• _Work order A_: According to the passage on the Senate's Iraq AUMF repeal vote, what was the tally?
• _Work order B_: From the passage on the Senate's Iraq AUMF repeal vote, extract the text from "The Iraq Authorizations" up to and including "vote this week.".

The Iraq Authorizations for Use of Military Force have been on the books for decades, leaving an opening for military action not recently voted on by Congress.
But those outdated and obsolete AUMFs are on their way out the door thanks to a Senate vote this week.
Senators voted 66-30 to repeal the 1991 and 2002 AUMFs, sending Sens. Tim Kaine and Todd Young’s S. 316 to the House of Representatives.
CVA Executive Director Russ Duerstine had this to say about the vote:
“Following the 20th anniversary of the Iraq War, the Senate has seized an incredible opportunity for a historic course correction on U.S. foreign policy by repealing decades-old Iraq war authorizations, which targeted a long-deposed regime that no longer exists.

• _Listed records_:
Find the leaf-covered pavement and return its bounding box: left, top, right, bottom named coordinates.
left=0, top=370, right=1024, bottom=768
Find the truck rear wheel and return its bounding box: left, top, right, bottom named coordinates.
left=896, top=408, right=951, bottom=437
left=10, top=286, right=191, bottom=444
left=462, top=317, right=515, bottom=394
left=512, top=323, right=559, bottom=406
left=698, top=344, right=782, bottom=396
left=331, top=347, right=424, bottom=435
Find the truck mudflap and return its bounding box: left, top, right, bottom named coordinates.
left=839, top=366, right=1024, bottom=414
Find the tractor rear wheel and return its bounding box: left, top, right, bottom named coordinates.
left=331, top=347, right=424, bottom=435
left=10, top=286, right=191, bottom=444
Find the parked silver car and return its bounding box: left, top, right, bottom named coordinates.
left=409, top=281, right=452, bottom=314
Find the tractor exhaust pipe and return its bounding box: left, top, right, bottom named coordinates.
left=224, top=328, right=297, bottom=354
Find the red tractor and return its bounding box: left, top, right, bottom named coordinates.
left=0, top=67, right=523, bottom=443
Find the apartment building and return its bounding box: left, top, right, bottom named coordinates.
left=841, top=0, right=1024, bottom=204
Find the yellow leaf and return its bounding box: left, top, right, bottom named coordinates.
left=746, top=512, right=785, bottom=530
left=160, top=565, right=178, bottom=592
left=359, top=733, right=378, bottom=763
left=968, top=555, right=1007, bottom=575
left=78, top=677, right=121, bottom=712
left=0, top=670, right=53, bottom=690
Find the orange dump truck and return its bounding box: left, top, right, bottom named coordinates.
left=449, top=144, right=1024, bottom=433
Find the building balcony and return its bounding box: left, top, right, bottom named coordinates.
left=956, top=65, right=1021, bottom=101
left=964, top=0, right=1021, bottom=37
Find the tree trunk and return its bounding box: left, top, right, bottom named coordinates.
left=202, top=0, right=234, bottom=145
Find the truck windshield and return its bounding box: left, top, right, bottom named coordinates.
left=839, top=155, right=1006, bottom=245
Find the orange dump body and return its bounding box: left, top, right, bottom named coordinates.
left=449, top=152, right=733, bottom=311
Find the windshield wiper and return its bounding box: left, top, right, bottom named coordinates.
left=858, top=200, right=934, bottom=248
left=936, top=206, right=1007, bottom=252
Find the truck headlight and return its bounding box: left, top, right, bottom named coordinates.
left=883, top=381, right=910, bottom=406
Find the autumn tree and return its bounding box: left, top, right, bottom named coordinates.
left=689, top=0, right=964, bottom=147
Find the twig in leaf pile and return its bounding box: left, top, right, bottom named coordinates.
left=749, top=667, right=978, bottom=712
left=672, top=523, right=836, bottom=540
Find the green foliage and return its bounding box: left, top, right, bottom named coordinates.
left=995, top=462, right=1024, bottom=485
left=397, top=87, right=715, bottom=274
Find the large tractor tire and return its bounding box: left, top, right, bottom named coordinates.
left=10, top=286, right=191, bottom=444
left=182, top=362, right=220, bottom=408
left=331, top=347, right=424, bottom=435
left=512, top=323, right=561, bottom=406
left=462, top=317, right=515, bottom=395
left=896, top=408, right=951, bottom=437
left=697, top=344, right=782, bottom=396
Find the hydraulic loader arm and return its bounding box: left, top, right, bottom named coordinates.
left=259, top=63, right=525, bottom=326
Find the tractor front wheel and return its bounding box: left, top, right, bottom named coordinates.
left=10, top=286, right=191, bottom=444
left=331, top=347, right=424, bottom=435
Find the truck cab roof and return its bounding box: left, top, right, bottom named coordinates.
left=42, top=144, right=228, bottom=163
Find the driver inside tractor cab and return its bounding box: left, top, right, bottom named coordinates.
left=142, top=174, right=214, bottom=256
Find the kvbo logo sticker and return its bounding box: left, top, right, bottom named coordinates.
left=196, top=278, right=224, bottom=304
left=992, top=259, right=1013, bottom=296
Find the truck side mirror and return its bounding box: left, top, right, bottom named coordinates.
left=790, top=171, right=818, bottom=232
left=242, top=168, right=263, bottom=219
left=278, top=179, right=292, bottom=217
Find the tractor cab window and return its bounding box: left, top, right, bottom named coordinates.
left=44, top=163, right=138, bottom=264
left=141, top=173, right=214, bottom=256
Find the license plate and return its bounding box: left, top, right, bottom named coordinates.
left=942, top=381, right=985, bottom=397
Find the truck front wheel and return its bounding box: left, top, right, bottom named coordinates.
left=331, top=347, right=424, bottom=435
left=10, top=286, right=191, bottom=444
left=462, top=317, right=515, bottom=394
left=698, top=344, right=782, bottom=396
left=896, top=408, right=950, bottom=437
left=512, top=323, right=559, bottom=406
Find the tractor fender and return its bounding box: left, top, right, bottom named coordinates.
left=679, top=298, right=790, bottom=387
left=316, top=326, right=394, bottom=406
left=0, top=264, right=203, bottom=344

• _Written response A_: 66-30

• _Written response B_:
The Iraq Authorizations for Use of Military Force have been on the books for decades, leaving an opening for military action not recently voted on by Congress.
But those outdated and obsolete AUMFs are on their way out the door thanks to a Senate vote this week.